[Prompt]: Please give the listing again, word for word, with nothing left out.

[Source material]:

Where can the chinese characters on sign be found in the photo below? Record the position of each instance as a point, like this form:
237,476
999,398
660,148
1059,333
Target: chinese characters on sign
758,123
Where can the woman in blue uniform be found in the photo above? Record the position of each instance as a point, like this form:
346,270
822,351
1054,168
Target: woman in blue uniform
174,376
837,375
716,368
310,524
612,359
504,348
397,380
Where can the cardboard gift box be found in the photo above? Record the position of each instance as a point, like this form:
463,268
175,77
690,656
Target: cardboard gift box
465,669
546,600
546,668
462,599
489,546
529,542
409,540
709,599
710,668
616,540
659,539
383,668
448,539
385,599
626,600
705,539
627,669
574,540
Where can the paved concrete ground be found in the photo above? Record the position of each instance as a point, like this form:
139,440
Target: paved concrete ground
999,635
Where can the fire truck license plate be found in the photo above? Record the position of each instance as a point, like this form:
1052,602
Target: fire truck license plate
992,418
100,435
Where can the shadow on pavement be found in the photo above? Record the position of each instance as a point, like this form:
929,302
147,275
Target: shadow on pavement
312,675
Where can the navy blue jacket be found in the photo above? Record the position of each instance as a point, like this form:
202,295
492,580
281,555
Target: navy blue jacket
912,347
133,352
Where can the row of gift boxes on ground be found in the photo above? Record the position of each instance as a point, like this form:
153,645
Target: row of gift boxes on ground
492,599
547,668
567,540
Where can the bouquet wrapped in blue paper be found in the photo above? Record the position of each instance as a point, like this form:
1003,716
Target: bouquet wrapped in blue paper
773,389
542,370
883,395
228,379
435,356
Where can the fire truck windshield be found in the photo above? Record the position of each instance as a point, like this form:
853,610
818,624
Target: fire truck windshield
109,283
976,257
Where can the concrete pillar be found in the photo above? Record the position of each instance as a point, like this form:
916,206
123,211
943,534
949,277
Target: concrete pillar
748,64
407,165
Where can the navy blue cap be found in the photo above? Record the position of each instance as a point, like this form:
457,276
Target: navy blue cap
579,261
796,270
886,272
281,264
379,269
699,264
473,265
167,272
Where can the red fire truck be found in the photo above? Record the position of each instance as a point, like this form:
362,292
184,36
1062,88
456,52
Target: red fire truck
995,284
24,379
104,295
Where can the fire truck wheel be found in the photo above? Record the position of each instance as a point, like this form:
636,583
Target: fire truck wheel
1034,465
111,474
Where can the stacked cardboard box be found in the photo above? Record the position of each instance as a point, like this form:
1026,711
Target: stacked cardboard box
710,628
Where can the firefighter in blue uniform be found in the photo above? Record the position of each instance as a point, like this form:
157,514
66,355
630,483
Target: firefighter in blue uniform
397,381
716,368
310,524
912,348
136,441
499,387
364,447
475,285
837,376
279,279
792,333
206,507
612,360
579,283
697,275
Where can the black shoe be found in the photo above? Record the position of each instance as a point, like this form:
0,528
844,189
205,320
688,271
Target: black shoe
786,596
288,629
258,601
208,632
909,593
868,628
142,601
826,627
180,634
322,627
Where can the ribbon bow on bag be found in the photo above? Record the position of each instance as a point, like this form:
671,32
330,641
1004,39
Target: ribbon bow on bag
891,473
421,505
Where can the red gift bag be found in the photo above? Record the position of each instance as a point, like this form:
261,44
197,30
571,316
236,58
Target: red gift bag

[Answer below]:
Where can the chinese characters on sign be found in the photo below? Record the position of each instance as a point, like this form:
237,476
999,398
660,148
1059,333
Target: chinese characters on sign
758,123
Where can the woman in blue uniform be found in the photo above? Record the position of each instance as a point, like this form:
346,270
822,351
1054,168
Target: woman in blue uniform
174,376
837,375
716,368
310,524
612,359
504,348
397,380
Where can the cardboard gift box be found in the photo above? Record the position of each instance as a point, like this form:
463,268
175,77
690,656
Target: cardboard gift box
465,669
546,600
546,668
462,599
489,546
529,542
409,540
709,599
710,668
616,540
659,539
383,668
448,539
385,599
626,600
705,539
627,669
574,540
Where can the paved concrete ground be found in the photo above? Record the position of each instance as a point, like this form:
139,440
Target: paved concrete ground
999,635
Where can the fire truck license plate be found in the photo above? Record the position of each instance as a point, like this form:
1052,602
Target: fire truck license plate
992,418
100,435
Where can the shadow on pavement be found in the photo above? Record the position of each instance as a point, like this form:
929,302
147,275
Target: shadow on pavement
312,675
Where can the navy blue jacket be found in the photo above? Record the position of each instance as a point, like this form:
202,295
492,580
281,555
Target: navy blue jacket
912,347
133,352
Where can the row of gift boxes on ground be found in the photo above? Record the position of each instance as a point, like this form:
153,645
Target: row of gift boxes on ground
492,599
547,668
567,540
Where can the bouquet wrapped in blue paper be found in the photo above? Record the position of each instance as a point, like this form:
1003,716
Target: bouquet wrapped in blue paper
773,389
542,370
883,395
228,379
435,356
Where can the fire truck windshield be found in the photo above? Record the position of each instance as a point, like this form:
853,610
818,624
Target: fire truck windshield
109,283
976,257
Where can the concrete pillar be found in the photo above? Record the position of each instance as a point, like this form:
916,206
123,211
943,534
949,277
Target: concrete pillar
748,64
407,165
Where can the navy blue cap be found in the photo above? Record the position of each instance as a point, like this form:
457,276
Target: navy blue cap
579,261
796,270
886,272
281,264
379,269
699,264
473,265
167,272
Where can the red fire truck be found in the photo above? Record the position of each instance as a point, like this form:
362,292
184,36
1062,88
456,52
Target: red fire truck
995,284
24,379
104,295
Where can the fire truck wheel be found in the photo above? Record the position of each instance as a point, like this form:
636,583
Target: fire truck wheel
1034,465
111,474
Where can the stacked cardboard box be found in the photo above? Record the position of each instance as a point, like this form:
1026,711
Target: stacked cardboard box
710,628
Where can the firefighter in blue uniform be found in the photo above? Record the position of each instance as a point, like this form:
157,514
66,355
630,483
Target: firefighter in blue uniform
397,381
716,368
310,524
912,348
136,441
499,387
364,447
475,285
837,376
279,279
792,333
206,507
612,360
579,283
697,275
Where can the black shoe be found in the photo above? Record the position of each instance as a point, like this form:
0,528
844,189
205,320
688,271
Target: black shoe
786,596
288,629
258,601
208,632
909,593
868,628
142,601
826,627
180,634
322,627
Where can the ribbon bow on bag be found in the photo above? Record the position of each instance as a point, like this form:
671,32
330,641
1004,39
Target: ribbon bow on bag
891,473
421,505
Where can the red gift bag be found in the photo above? Record the position of each instance as a point, like this form:
261,44
197,30
571,316
236,58
Target: red gift bag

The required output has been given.